Текст
Нетерпимость режима к инакомыслию под  видом  борьбы  с  экстремизмом

“Демократы” могут праздновать победу. 6 июня Госдума приняла за основу проект Закона “О противодействии экстремистской деятельности”. Попытки принятия такого закона “демократы” начали предпринимать вскоре после захвата власти. В 1995 г.  Госдума обсуждала 3 проекта закона о политическом экстремизме (один предлагался фракцией КПРФ). Но ни один из них не набрал большинства голосов, и вопрос был отложен. И вот спустя 7 лет “демократы” добились своего.

В проекте Закона обозначены три ключевых понятия: экстремистская деятельность (экстремизм), экстремистская организация и экстремистские материалы. Первое понятие составляют более десятка признаков. Тут действия и по насильственному захвату власти, и по насильственному изменению конституционного строя, и по осуществлению террористической деятельности и т.д. Но если эти и некоторые подобные признаки и дают хоть какое-то основание относить соответствующие действия к “экстремистским”, то этого не скажешь о некоторых других.

Так, президентская контора, внесшая проект закона, относит к экстремизму воспрепятствование “законной” деятельности органов власти. Это настолько расплывчатая, резиновая формулировка, что под нее можно подвести любой акт протеста масс, недовольных режимом, его политикой. Если читатель предположит, что под словом “любой” я имею в виду только такие действия, как  блокирование входов в здания властных структур, перерезание коммуникаций и т.п., то это не так. Практика отношений с буржуазной властью показала, что она под “воспрепятствованием законной деятельности” понимает даже использование звукоусилительной техники при проведении митингов у административных зданий, скандирование лозунгов, особенно если они не ласкают слух слуг режима. Мы приводили в газете “Мысль” факт запрета митинга у здания Министерства юстиции 1 августа 2001 г. и 6 марта 2002 г. Первый раз под предлогом того, что мы воспрепятствуем входу и выходу сотрудников министерства, хотя мы и не собирались этого делать. Второй раз из-за использования звукоусилительной установки. Мол, громкие речи помешают чиновникам сосредоточиться над важными бумагами. И дело дошло до столкновения с милицией, которая хотела лишить нас права голоса. Имея на руках рассматриваемый закон, она могла бы пришить нам в обоих случаях на “законных” основаниях ярлык “экстремистов”.

Задачи
**1.** Верните, пожалуйста, дословно фрагмент статьи о законе об экстремизме, который начинается со слов «В проекте Закона» и заканчивается словами «о некоторых других.».
**2.** Допишите статью о законе об экстремизме, продолжив её после последнего предложения.

Исходные данные
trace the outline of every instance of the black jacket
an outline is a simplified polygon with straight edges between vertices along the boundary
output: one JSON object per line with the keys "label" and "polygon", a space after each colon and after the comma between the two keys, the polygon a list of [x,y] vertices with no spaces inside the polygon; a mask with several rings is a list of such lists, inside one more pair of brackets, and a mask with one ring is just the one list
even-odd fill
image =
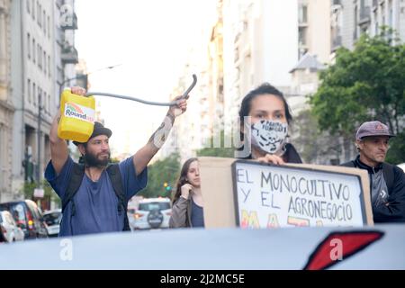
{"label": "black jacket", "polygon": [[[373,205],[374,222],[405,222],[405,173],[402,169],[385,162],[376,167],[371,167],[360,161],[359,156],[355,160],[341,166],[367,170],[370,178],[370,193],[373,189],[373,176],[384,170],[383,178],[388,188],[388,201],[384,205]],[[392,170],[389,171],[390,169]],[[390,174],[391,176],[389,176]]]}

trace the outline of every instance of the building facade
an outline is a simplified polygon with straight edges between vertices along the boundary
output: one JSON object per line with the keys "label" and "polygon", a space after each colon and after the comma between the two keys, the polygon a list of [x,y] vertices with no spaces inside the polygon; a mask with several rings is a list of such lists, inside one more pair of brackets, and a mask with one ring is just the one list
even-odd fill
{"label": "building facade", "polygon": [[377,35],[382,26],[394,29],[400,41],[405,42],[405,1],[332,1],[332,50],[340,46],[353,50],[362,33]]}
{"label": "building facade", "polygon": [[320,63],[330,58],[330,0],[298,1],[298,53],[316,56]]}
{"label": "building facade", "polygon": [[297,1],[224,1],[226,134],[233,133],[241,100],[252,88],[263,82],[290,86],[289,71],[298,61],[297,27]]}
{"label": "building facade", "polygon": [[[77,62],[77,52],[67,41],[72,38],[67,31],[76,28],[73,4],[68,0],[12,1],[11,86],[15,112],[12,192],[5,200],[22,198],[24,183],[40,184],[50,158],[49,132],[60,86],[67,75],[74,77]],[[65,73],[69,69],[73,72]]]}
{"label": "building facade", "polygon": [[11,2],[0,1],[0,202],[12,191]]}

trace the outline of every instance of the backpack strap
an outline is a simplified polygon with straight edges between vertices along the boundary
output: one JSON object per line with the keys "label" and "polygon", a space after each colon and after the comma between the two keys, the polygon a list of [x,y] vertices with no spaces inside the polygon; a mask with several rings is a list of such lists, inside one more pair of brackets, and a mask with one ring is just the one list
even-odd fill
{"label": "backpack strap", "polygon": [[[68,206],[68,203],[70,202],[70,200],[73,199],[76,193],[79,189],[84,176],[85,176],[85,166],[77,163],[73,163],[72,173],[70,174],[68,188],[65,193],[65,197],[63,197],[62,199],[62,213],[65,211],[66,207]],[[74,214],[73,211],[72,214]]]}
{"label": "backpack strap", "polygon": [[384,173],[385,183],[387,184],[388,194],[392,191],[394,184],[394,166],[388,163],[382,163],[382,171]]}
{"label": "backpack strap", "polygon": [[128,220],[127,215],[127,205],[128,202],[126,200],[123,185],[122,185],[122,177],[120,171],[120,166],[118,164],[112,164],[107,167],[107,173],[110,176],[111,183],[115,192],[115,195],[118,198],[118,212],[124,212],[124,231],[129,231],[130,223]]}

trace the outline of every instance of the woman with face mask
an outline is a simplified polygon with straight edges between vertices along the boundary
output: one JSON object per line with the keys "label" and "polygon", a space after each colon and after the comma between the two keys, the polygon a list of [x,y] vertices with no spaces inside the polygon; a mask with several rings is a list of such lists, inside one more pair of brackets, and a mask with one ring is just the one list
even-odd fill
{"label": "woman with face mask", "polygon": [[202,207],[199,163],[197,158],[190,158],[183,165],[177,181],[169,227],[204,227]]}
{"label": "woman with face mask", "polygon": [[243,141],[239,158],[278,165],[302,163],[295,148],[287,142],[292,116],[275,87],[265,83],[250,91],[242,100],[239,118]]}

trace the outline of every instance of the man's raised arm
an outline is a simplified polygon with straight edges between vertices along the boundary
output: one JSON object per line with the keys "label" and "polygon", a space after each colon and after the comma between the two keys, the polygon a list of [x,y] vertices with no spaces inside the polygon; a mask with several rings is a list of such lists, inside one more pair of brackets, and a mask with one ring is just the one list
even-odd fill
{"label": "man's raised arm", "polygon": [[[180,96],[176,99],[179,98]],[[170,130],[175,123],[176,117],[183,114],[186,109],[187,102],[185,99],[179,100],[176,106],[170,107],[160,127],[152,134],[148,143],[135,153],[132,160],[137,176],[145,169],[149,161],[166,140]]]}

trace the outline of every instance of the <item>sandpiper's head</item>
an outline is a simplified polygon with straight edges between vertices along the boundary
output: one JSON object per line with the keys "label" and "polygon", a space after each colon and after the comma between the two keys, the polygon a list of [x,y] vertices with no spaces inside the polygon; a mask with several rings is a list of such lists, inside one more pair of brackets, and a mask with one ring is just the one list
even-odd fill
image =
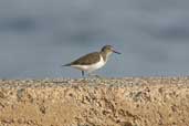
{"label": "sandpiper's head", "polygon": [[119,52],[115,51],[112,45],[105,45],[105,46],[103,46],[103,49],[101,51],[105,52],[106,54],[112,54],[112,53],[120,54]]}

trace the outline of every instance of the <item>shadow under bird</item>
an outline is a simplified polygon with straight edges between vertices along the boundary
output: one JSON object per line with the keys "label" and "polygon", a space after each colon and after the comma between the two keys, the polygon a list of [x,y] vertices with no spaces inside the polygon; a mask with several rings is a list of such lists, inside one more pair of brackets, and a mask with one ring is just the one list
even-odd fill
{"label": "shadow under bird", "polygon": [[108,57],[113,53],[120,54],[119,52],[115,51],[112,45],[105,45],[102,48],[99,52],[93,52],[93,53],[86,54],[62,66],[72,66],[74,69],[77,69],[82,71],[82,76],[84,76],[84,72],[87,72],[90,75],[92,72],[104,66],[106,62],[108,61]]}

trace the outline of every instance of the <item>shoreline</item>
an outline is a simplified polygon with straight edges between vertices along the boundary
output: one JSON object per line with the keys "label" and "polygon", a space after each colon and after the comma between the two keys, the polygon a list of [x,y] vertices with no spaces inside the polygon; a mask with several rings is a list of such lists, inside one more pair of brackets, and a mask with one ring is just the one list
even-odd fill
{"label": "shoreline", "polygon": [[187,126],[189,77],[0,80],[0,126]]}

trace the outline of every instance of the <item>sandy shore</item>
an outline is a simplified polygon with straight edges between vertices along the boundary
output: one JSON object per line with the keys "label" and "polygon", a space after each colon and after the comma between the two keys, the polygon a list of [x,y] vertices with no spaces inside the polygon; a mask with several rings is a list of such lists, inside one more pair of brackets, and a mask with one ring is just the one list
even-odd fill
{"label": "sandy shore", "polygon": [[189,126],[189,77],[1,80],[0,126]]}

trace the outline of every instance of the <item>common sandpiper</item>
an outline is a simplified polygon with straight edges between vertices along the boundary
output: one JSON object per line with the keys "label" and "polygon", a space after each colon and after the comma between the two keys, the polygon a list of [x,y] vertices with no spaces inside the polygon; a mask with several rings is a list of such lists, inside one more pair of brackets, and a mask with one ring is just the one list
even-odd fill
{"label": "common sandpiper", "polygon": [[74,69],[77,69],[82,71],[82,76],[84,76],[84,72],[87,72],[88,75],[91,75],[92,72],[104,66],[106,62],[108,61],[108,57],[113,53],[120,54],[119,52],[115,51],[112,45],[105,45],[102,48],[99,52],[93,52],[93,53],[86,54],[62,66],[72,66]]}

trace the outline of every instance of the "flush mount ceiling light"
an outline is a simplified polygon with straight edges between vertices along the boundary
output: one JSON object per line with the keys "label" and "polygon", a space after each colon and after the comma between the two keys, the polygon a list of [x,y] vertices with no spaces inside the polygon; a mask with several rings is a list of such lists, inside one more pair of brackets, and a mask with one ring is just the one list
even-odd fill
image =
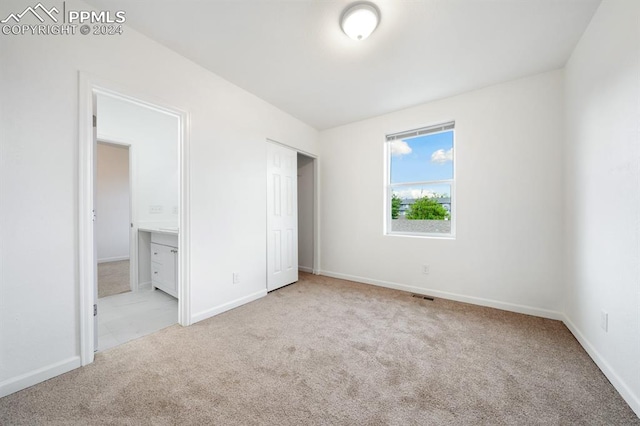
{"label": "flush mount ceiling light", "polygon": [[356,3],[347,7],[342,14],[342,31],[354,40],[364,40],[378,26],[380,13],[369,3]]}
...
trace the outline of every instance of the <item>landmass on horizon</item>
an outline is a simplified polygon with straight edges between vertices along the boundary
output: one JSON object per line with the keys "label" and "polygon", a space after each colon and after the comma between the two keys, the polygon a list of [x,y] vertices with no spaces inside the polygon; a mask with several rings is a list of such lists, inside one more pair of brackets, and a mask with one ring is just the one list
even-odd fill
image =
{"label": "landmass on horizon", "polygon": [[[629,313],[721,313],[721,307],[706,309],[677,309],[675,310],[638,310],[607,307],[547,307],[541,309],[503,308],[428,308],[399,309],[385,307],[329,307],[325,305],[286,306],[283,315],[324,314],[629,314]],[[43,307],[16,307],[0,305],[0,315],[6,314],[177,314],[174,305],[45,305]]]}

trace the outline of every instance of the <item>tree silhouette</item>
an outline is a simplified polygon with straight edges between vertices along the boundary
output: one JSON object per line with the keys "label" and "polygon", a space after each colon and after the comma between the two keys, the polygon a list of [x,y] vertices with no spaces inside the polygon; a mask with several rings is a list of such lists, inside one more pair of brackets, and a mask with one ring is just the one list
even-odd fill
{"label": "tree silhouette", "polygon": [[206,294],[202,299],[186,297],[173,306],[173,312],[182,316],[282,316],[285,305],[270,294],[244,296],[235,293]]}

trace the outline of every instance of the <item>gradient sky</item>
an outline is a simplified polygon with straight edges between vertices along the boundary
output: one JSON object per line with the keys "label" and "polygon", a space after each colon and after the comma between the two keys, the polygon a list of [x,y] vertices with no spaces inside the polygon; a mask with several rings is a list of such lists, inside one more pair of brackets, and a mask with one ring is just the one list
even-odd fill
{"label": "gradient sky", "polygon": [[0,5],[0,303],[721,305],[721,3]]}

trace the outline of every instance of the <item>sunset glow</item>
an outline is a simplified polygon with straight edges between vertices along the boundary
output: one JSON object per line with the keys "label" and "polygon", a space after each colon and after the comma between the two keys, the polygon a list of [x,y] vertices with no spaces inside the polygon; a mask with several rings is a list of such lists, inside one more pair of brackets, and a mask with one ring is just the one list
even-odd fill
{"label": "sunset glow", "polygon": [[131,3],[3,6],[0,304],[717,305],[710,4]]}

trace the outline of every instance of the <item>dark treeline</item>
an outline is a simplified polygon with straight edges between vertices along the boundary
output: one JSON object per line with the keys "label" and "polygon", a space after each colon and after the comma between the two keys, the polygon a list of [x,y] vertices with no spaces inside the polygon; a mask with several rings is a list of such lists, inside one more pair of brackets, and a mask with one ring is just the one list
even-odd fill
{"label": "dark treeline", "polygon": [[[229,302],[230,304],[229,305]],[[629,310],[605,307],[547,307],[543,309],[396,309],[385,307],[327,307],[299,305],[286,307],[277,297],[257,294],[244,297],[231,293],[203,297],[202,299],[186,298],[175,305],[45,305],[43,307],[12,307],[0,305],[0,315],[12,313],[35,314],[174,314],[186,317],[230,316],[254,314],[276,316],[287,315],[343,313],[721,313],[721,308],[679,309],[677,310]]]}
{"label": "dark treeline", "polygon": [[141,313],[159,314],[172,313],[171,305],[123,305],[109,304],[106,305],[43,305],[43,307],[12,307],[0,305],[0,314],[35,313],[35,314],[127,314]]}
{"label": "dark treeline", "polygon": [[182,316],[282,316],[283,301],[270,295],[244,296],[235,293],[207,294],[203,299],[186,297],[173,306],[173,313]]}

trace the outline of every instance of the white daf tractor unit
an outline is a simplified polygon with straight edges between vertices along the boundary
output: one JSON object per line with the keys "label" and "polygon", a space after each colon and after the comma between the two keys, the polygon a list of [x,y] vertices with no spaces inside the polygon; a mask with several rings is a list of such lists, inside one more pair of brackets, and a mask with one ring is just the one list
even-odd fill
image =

Ответы по порядку
**1.**
В проекте Закона обозначены три ключевых понятия: экстремистская деятельность (экстремизм), экстремистская организация и экстремистские материалы. Первое понятие составляют более десятка признаков. Тут действия и по насильственному захвату власти, и по насильственному изменению конституционного строя, и по осуществлению террористической деятельности и т.д. Но если эти и некоторые подобные признаки и дают хоть какое-то основание относить соответствующие действия к “экстремистским”, то этого не скажешь о некоторых других.

**2.**
Таким образом, данный признак экстремизма позволит режиму фактически лишить протестные массы и радикальную оппозицию возможности заявлять свой протест властям всех уровней так, чтобы он был ими услышан, закрыть митинги и пикеты у зданий властных структур: мэрий, министерств, дум и законодательных собраний, прокуратур и т.п.

Далее. Президентская сторона признаком экстремизма посчитала действия “по организации и проведению массовых беспорядков, хулиганских действий... в связи с политической... нетерпимостью”. Это означает, что завтра проводившиеся ранее, а иногда и сегодня перекрытия дорог будут названы массовыми беспорядками, противодействие милиции при ее попытке разогнать протестующих – хулиганскими действиями, а все вместе – экстремизмом. И не просто названы. Ведь режим преследует задачу не столько приклеить ярлык своим противникам (будь то политическая организация или масса взбунтовавшихся из-за творимого произвола рабочих, студентов и т.д.), сколько усмирить их с помощью репрессий: арестов, штрафов, тюрьмы. И он предусмотрел и административную, и уголовную, и гражданско-правовую ответственность. Он предусмотрел возможность ограничивать “экстремистов” (а в их число режим включил всех строптивых, всех несогласных с произволом и выступающих против него в адекватной форме) в доступе к государственной и муниципальной службе, военной службе и службе в правоохранительных органах, а также (внимание!) к работе в образовательных учреждениях и к занятию частной детективной и охранной деятельностью.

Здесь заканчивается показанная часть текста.